→ ÜBUNGSAUFGABEN:
**a.** Um wie viele Jahre soll die Qualifizierungsphase für Post-Doktoranden laut dem Artikel über die BMBF-Reformpläne gekürzt werden, und auf welche Dauer?
**b.** Führe den Artikel über die BMBF-Reformpläne im Anschluss an seinen letzten Satz fort.

→ ARTIKEL:
◇ ◇ ◇

Deutscher Hochschulverband
BMBF-Reformpläne "nicht mehr als eine Grundlage"
Die vorgeschlagene Kürzung der Qualifizierungsphase für Post-Doktoranden von sechs auf drei Jahre "schadet wissenschaftlichen Karrieren nicht nur, sondern macht sie in vielen Fällen unmöglich", so kritisiert der Deutsche Hochschulverband (DHV) am Montag die Reformvorschläge des Bundesministeriums für Bildung und Forschung (BMBF) für das Wissenschaftszeitvertragsgesetz.
Allgemein stellten die Reformpläne des BMBF zwar eine "solide Diskussionsgrundlage" dar, diese benötige jedoch "weiterer Erörterung". Das Bemühen um mehr Planbarkeit und Sicherheit für Wissenschaftlerinnen und Wissenschaftler am Anfang ihrer Karrieren sei erkennbar. Zu prüfen sei allerdings, ob "die erweiterten Mitbestimmungsmöglichkeiten der Tarifpartner" unbeabsichtigte negative Auswirkungen haben könnten. "Bis die Eckpunkte des BMBF in einen Gesetzentwurf überführt werden, ist noch Zeit, inhaltliche Punkte weiter zu präzisieren", so DHV-Präsident Bernhard Kempen.
Sollte die Höchstbefristungsdauer für Post-Doktorandinnen und Post-Doktoranden nicht erhöht werden, seien die Bundesländer in der Pflicht, so der DHV: Sie müssten deutlich mehr Juniorprofessuren im Beamtenverhältnis mit einer Laufzeit von zweimal drei Jahren zur Verfügung stellen, um die unattraktiver gewordenen Stellen für Postdocs im Angestelltenverhältnis zu kompensieren.
Weitere kritische Stimmen aus der Wissenschaft
Am Freitag hatte der Präsident der Hochschulrektorenkonferenz, Professor Peter-André Alt seine "Sorge" anlässlich einzelner geplanter Neuerungen ausgedrückt. An den Reformvorschlägen sei das Bemühen erkennbar, "die Funktions- und Leistungsfähigkeit des deutschen Hochschulsystems zu erhalten" und die Planbarkeit von Wissenschaftskarrieren zu verbessern. Kritisch sah Alt allerdings ebenfalls die mit drei Jahren "eindeutig zu kurze Befristungsmöglichkeit in der Postdoc-Phase" sowie den Vorrang der Qualifikationsbefristung im Drittmittelbereich und die Öffnung der Tarifsperre. Dem deutschen Hochschul- und Wissenschaftsstandort könnten so Wettbewerbsnachteile entstehen.

◇ ◇ ◇

→ DATENZEILEN:

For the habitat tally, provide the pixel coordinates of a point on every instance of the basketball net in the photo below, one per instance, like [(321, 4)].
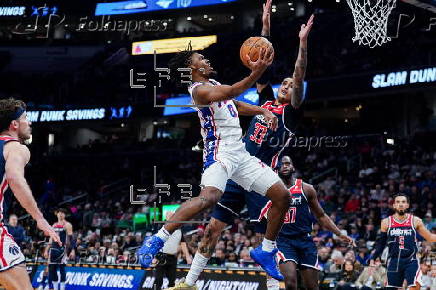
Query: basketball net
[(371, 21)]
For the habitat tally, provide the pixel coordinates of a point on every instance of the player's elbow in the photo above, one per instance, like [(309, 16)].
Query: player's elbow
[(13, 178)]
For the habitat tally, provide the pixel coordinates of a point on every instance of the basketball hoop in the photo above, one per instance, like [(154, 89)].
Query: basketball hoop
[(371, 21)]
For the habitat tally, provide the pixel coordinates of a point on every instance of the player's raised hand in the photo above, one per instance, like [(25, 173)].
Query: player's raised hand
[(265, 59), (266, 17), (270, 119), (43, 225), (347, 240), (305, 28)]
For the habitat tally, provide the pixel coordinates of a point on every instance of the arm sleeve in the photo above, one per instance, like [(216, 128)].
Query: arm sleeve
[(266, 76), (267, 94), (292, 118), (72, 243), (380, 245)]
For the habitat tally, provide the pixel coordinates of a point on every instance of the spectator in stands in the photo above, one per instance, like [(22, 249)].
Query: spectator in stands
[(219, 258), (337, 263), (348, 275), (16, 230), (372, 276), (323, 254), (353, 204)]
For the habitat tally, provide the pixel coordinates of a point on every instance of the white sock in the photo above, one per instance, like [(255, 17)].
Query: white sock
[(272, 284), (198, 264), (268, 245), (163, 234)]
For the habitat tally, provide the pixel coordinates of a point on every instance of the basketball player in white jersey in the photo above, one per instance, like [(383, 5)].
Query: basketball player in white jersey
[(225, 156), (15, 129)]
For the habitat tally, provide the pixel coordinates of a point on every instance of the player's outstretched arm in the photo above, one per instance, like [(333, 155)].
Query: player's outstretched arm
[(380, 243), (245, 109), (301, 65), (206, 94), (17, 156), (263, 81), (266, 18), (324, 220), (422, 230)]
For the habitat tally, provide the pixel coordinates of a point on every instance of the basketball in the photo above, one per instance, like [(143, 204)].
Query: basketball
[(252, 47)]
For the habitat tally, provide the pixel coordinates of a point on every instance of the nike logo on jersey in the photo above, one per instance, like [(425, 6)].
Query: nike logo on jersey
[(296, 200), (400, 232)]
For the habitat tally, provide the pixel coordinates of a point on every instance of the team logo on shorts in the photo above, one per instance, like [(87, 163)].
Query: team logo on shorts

◇ ◇ ◇

→ LÖSUNGEN:
**a.** Um drei Jahre, von sechs auf drei Jahre.

**b.**
Am Sonntag haben sich außerdem über 200 Professorinnen und Professoren in einem offenen Brief mit befristet angestellten wissenschaftlichen Mitarbeiterinnen und Mitarbeitern solidarisch erklärt. Ihre "kaum mehr zumutbaren Arbeitsbedingungen drohen sich noch weiter zu verschlechtern", schreiben sie zu den Reformplänen des BMBF. Diese lieferten keine Antwort, wie nach einer erfolgreichen Qualifizierungsphase die Aussicht auf eine Festanstellung unterhalb der Professur verbessert werden könne. Forschende verließen in dieser Phase die Wissenschaft, die Kontinuität in der Lehre leide. In einer nun durch die Höchstbefristungsdauer auf drei Jahre begrenzte Postdoc-Phase, in der neben der Lehre und Forschung auch Drittmittel eingeworben, sowie Bücher und Artikel publiziert werden müssten, um sich für eine weitere wissenschaftliche Karriere zu empfehlen, bliebe noch weniger Zeit für Care-Arbeit und Familiengründung. Neben den Erstunterzeichnenden haben sich inzwischen über 700 weitere Professorinnen und Professoren der Solidaritätsbekundung angeschlossen.
Die Kritik der verschiedenen Akteure der Wissenschaft hat dafür gesorgt, dass das BMBF bereits am Sonntagabend über Twitter Staatssekretär Jens Brandenburg und Staatssekretärin Sabina Döring verkünden ließ, dass die Reformpläne weiter überarbeitet würden.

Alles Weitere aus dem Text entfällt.